■ GOAL: Convert the stretch of data from the line containing "the brick pillar." through the line containing "452 805 528 858" into a numbered list, skipping any blank lines. Leave the pictures out of the answer.

Rows of data from a box-labeling dataset
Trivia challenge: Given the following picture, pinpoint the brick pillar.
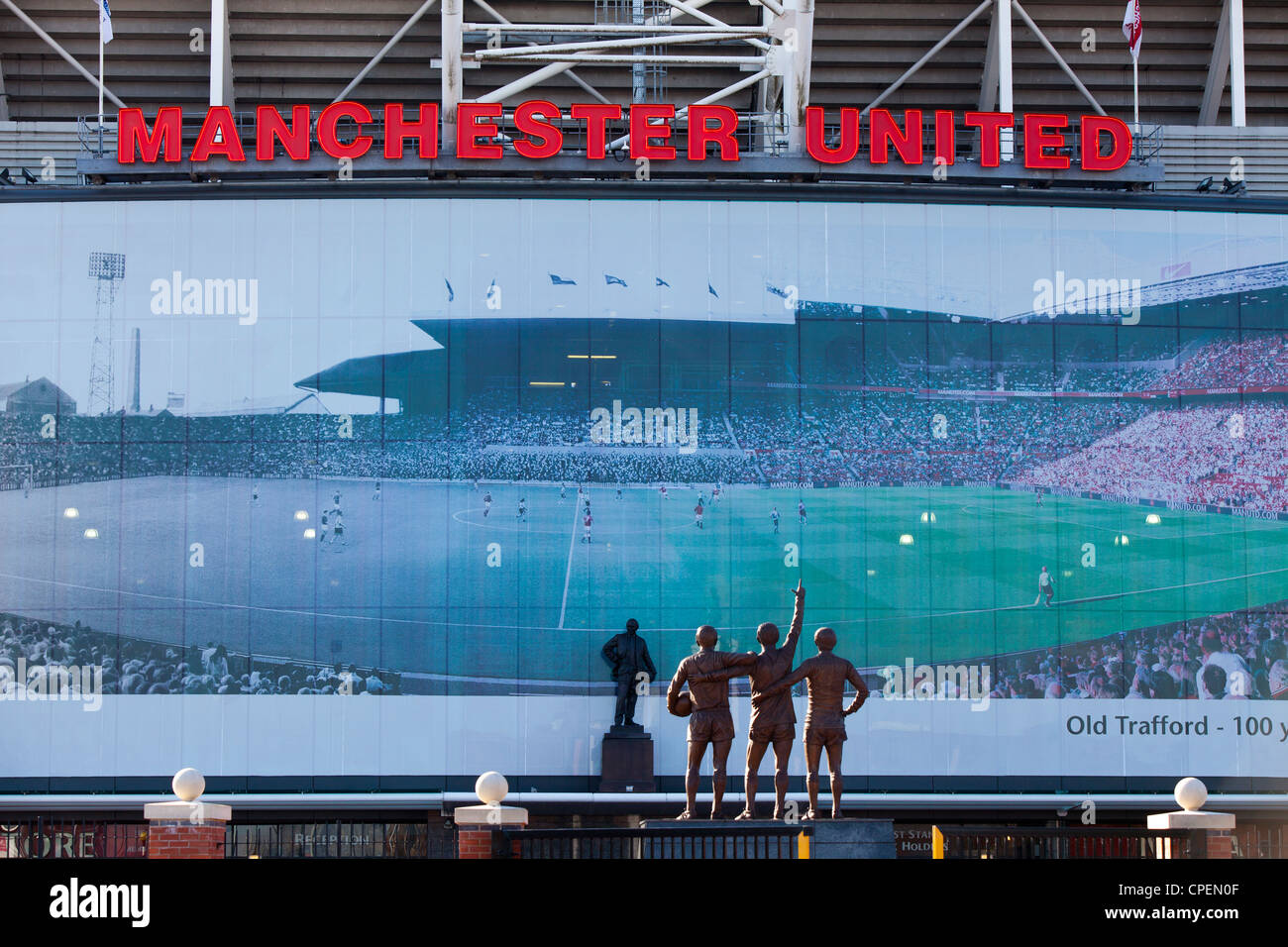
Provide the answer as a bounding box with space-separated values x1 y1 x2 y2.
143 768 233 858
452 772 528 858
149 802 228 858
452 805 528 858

* * *

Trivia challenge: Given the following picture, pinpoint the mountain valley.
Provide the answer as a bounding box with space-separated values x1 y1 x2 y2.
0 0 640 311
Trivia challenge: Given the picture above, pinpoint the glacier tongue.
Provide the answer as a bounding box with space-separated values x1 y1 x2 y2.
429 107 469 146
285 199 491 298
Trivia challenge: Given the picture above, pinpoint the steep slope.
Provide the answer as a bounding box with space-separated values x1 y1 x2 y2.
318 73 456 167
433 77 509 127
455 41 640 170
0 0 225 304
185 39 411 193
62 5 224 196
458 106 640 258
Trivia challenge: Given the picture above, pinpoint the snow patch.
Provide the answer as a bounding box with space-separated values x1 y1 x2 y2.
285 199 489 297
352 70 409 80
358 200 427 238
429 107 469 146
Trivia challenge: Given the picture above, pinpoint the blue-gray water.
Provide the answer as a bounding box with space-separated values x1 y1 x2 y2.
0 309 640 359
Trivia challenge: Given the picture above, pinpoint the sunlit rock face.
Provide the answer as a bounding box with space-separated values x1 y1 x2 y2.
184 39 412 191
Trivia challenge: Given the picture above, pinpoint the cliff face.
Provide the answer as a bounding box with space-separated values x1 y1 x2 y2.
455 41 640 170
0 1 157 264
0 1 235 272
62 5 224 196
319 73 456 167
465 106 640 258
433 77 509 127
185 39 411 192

■ WRITTEN ANSWER:
1. Trivia challenge: Given the following picture, pinpoint the brick pillar.
2. Provide the answer as a bounding box with space-separated values x1 y1 x2 y2.
3. 143 768 233 858
4. 452 772 528 858
5. 149 802 228 858
6. 452 805 528 858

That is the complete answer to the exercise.